## Data supplied:
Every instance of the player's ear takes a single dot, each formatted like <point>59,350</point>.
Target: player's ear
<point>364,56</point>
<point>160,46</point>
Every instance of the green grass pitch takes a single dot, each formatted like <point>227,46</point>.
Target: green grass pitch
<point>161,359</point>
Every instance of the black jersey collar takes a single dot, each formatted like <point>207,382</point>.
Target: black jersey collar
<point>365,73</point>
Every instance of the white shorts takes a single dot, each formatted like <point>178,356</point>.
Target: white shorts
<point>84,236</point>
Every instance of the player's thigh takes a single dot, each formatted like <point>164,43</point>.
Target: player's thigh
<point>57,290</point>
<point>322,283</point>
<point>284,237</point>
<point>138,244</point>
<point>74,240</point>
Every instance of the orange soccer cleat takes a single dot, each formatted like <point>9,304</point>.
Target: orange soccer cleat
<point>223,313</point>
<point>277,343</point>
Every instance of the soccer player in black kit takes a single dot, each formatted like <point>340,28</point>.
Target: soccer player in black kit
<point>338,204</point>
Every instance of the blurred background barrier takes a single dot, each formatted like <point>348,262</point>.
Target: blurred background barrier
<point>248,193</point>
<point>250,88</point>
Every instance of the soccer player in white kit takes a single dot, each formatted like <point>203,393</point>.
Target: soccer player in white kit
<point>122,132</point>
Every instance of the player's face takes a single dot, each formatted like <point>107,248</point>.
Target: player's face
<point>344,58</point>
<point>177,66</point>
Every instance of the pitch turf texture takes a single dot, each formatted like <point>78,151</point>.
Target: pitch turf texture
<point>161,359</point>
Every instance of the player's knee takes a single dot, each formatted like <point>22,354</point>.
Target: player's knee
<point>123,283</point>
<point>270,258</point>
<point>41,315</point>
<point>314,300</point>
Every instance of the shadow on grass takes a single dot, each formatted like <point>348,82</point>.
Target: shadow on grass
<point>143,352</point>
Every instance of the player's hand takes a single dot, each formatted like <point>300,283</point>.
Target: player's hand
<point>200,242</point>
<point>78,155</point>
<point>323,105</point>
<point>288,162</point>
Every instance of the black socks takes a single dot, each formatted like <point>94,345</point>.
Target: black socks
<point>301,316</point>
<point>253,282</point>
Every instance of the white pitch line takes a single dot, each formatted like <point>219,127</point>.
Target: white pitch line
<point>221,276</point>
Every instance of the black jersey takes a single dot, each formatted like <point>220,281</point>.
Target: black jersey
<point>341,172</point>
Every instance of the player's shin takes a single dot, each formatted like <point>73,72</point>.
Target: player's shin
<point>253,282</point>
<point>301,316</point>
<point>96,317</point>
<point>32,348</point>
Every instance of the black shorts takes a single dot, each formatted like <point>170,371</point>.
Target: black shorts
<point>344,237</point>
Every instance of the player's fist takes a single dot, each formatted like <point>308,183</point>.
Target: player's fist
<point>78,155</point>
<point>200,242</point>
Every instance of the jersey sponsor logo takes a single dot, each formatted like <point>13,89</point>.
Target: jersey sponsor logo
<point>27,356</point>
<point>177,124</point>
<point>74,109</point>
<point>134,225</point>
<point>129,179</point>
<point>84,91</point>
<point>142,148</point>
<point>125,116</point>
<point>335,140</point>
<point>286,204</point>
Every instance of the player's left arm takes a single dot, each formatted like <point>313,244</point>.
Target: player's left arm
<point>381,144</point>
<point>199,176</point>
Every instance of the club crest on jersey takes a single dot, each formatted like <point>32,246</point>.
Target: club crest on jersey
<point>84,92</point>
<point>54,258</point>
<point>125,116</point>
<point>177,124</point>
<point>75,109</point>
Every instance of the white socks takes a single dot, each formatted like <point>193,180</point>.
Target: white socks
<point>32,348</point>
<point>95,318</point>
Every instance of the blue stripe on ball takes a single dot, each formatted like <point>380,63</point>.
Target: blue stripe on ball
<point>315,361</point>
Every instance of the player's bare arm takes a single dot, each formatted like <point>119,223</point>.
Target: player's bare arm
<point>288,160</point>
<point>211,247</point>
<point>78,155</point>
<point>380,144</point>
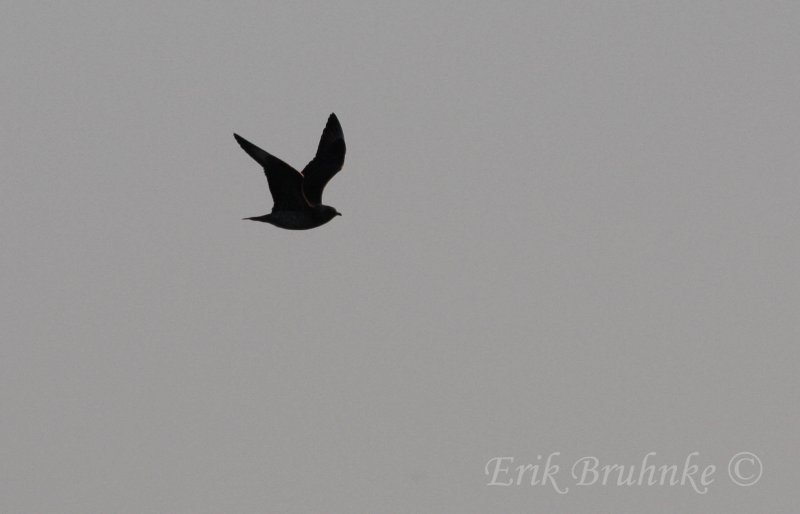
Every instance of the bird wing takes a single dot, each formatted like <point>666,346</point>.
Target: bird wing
<point>285,183</point>
<point>327,162</point>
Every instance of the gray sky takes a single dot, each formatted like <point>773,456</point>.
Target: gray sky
<point>567,227</point>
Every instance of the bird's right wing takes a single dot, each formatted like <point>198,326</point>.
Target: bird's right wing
<point>285,183</point>
<point>327,163</point>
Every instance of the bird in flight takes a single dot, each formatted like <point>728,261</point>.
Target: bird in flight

## Instructions for the task:
One stretch of the lines above is wanted, from the line that contains "Target: player's shin" through the line that contains "Every instance of the player's bare". Output it exactly.

## Response area:
Target: player's shin
<point>253,282</point>
<point>301,316</point>
<point>96,317</point>
<point>32,348</point>
Every instance of the black shorts takes a single dot, each formatted like <point>170,371</point>.
Target: black shorts
<point>344,237</point>
Every instance of the player's fist takes a single dot, each formatted like <point>308,183</point>.
Target: player's fist
<point>78,155</point>
<point>200,242</point>
Every instance of the jersey sponsor logo takes a single dot, each formatted like <point>13,89</point>.
Target: jersey sponsor logo
<point>27,356</point>
<point>177,124</point>
<point>74,109</point>
<point>134,225</point>
<point>129,179</point>
<point>84,91</point>
<point>142,148</point>
<point>125,116</point>
<point>335,140</point>
<point>286,204</point>
Every instance of the player's left arm takes a single dot, each formatted like <point>313,244</point>.
Target: player's left arm
<point>381,144</point>
<point>199,176</point>
Every instance of the club crest on jersey takes a single dot, each formatted like <point>32,246</point>.
Target: club crest on jersey
<point>84,92</point>
<point>54,258</point>
<point>125,116</point>
<point>177,124</point>
<point>75,109</point>
Every instance of the white socks takes a single dot, each formatted like <point>193,180</point>.
Target: white socks
<point>32,348</point>
<point>95,318</point>
Every instance of the blue stripe on ball takes a single dot, each formatted like <point>380,63</point>.
Target: blue stripe on ball
<point>315,361</point>
Every instance of the player's bare arm takes a single dot, each formatted like <point>119,223</point>.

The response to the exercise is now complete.